Excerpted passage:
ANN ARBOR, MI — An archive on Dr. Jack Kevorkian is available for the public at Bentley Historical Library at the University of Michigan. There are nine boxes full of manuscripts, photos, newspaper clippings and research.

The archives are donated by Ava Janus, his niece and sole heir. It spans from 1911 to 2014 and includes correspondence and manuscript drafts, and files on assisted suicides, including medical histories, photographs, video and audio.

Kevorkian, a graduate of Michigan’s Medical School, died in 2011 in suburban Detroit at 83. He sparked the national right-to-die debate with a homemade suicide machine that helped end about 130 ailing people’s lives, using the term “medicide” to describe physician-assisted suicide. Kevorkian was convicted of second-degree murder in 1999 for assisting in the 1998 death of a Michigan man with Lou Gehrig’s disease. He was released from prison in 2007.

While rooted in the past, the archive has been unveiled at a time when the movement gains ground. In October, California became the fifth state — following Oregon, Washington, Vermont and Montana — where physician-assisted deaths are legal, and that’s made proponents of right-to-die legislation optimistic about possible successes elsewhere. Other bills are pending.

“The collection humanizes him. People think of Dr. Death as this scary figure who was a political mobilizer. He was also a child of immigrants, star student in his class. You see him as a real human being and I think that’s the value of the archival collection that we have,” says Terry McDonald, Bentley Historical Library director.

For lead archivist Olga Virakhovskaya, the collection sums up Kevorkian’s paradoxes and reflects his past and present influence.

“This conversation (on physician-assisted suicide) that we have as a nation is his legacy,” she said. “He was a controversial person, but he was a brilliant scientist.

Source material:

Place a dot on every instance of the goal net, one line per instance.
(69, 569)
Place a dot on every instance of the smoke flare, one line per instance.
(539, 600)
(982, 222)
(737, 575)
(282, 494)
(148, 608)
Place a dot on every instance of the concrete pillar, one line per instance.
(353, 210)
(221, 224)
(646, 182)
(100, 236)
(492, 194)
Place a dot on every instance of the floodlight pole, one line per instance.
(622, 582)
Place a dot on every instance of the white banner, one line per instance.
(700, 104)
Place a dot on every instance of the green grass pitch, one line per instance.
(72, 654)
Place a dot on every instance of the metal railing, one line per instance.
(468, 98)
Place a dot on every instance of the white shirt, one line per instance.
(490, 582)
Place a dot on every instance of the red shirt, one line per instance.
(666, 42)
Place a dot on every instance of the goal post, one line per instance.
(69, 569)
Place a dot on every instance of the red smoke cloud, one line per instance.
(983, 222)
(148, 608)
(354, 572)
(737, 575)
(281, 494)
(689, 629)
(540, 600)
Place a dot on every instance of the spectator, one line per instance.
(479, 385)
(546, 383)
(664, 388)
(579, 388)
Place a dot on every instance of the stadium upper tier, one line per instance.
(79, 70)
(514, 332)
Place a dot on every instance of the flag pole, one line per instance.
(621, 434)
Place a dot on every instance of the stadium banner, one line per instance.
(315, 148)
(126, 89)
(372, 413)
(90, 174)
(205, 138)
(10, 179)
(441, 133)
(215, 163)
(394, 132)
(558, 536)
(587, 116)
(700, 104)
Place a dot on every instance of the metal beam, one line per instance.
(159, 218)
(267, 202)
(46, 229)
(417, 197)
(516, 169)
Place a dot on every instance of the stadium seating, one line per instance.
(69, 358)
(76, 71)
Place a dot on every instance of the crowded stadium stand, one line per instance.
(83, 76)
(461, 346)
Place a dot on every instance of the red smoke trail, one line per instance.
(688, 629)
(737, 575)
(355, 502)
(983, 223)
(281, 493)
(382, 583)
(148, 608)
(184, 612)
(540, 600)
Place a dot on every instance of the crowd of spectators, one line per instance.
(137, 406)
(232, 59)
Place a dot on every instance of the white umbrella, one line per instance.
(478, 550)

Problem requirements: Decide whether each statement agrees with the article on the Kevorkian archive, answering yes or no and quoting the words of the article that settle it. 1. The archive was donated by Kevorkian's niece. 2. Kevorkian was convicted of first-degree murder. 3. California was the first state to make physician-assisted deaths legal. The rows are drawn from a separate source, unrelated to the article on the Kevorkian archive.

Task solution:
1. Yes: "donated by Ava Janus, his niece and sole heir"
2. No: "convicted of second-degree murder in 1999"
3. No: "California became the fifth state"